Repeat the records exactly. Leave out the pictures.
□ □ □ □ □ □ □
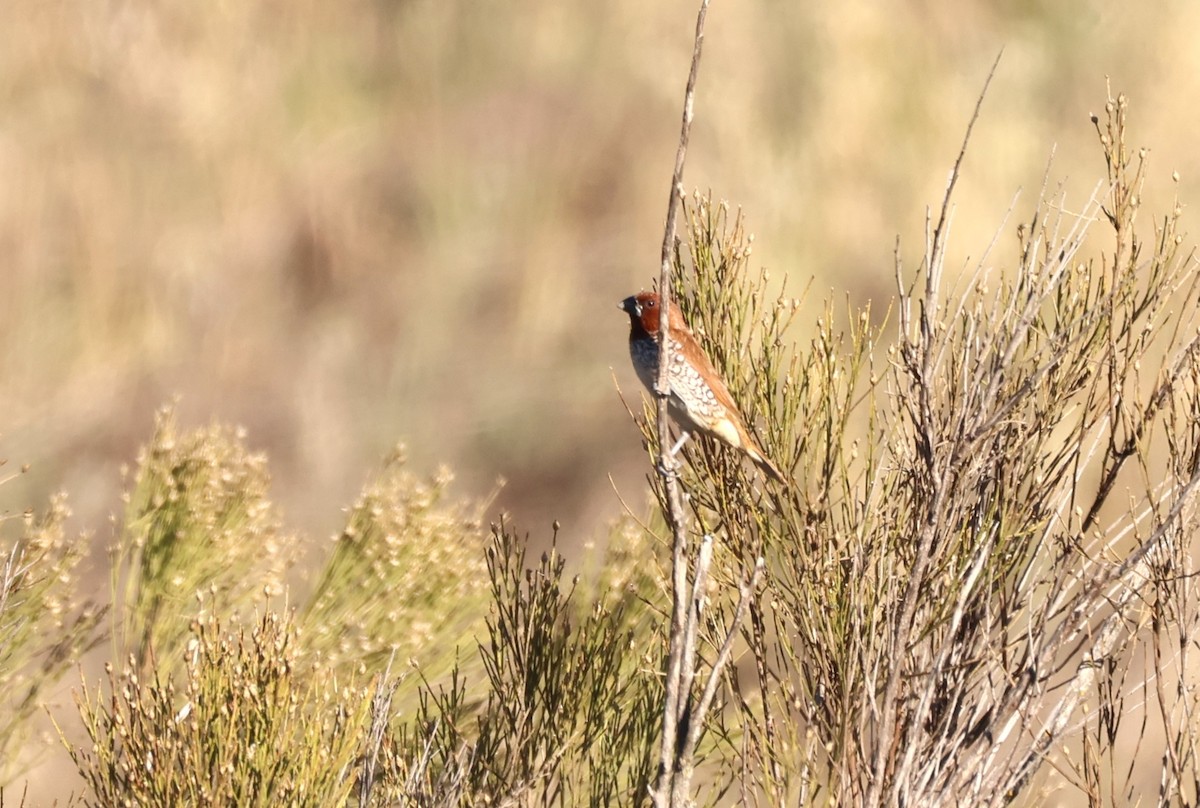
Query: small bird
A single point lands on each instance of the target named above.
(699, 401)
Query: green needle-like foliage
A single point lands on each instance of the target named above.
(406, 576)
(45, 622)
(197, 525)
(246, 724)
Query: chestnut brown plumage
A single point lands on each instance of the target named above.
(700, 401)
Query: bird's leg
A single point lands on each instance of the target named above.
(669, 465)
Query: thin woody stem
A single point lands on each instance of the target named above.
(666, 786)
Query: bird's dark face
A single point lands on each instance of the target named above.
(643, 313)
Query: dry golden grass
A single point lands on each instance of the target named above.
(346, 225)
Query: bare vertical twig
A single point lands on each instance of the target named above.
(923, 367)
(676, 516)
(683, 717)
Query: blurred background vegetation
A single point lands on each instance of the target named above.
(343, 225)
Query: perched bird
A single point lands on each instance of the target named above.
(699, 401)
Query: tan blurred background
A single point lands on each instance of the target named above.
(348, 223)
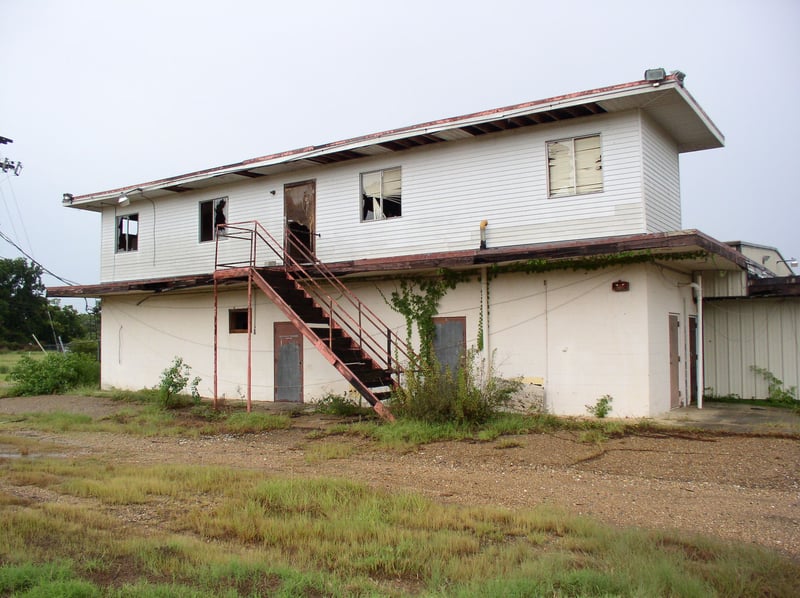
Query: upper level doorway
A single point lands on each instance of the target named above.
(300, 207)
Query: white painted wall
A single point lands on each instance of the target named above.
(567, 329)
(668, 293)
(448, 189)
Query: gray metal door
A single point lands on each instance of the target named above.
(674, 363)
(450, 342)
(288, 363)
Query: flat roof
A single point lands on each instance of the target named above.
(688, 250)
(666, 101)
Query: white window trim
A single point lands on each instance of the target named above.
(378, 212)
(574, 188)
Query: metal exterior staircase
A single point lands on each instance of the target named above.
(365, 351)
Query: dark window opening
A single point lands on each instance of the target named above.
(381, 194)
(238, 321)
(574, 166)
(213, 214)
(128, 232)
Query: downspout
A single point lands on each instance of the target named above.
(698, 288)
(485, 312)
□ □ □ □ □ □ □
◆ **The answer**
Query: small bird
A single point lands on each instance of the target named above.
(699, 401)
Query: green needle-like foliage
A single point lands on each instance of the target named above.
(406, 576)
(45, 622)
(197, 525)
(246, 724)
Query: chestnut brown plumage
A single point lands on each instance of the target named above.
(700, 401)
Query: bird's leg
A single point lands on each instance of the target named above.
(669, 465)
Query: thin woody stem
A single point lands on each instance of the target named above.
(666, 786)
Query: bird's dark face
A single point lands on each instance of the target named above.
(643, 313)
Query: dry golden grass
A single point lands on each instance of the target named above.
(346, 225)
Query: bare vertical twig
A single point lands on each instance of the target named above.
(923, 367)
(676, 516)
(683, 717)
Query: blurred background vegetation
A single point lands on each instance of the target named above.
(343, 225)
Query: perched bird
A single point lands on each instance of the target named above.
(699, 401)
Query: tan blurred background
A single point lands on each instance of the target named above.
(348, 223)
Query: upper level doorway
A single point lands on each instance of the target named above.
(300, 207)
Query: white painted wall
A single point lands on each instance of the target named above.
(567, 329)
(668, 293)
(448, 189)
Query: gray metal door
A single point lands on each instance of the target named above.
(674, 363)
(450, 342)
(288, 363)
Query: flat roof
A single point lands on each instance of the target named above.
(688, 250)
(666, 101)
Query: white window trim
A single point lands on each instance of the target named above.
(378, 212)
(574, 188)
Query: metal exterior staircase
A single point lands on each instance of the target named above.
(365, 351)
Query: dark window opening
A single point lands on each instance of the target named above.
(381, 194)
(238, 321)
(574, 166)
(213, 214)
(128, 232)
Query: downspout
A single point lands on each instance of the target named above.
(698, 288)
(485, 312)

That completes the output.